_TASK_
What is the number of lines in the entries that include the word "instance"? Respond with the number only.

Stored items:

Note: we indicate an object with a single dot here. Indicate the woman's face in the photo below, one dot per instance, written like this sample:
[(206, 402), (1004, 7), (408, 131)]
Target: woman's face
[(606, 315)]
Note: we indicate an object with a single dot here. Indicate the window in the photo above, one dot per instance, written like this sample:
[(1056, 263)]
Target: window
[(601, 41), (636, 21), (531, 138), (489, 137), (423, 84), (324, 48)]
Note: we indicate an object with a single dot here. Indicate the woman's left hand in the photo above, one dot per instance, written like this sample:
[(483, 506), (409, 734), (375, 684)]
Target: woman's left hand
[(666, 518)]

_RESULT_
3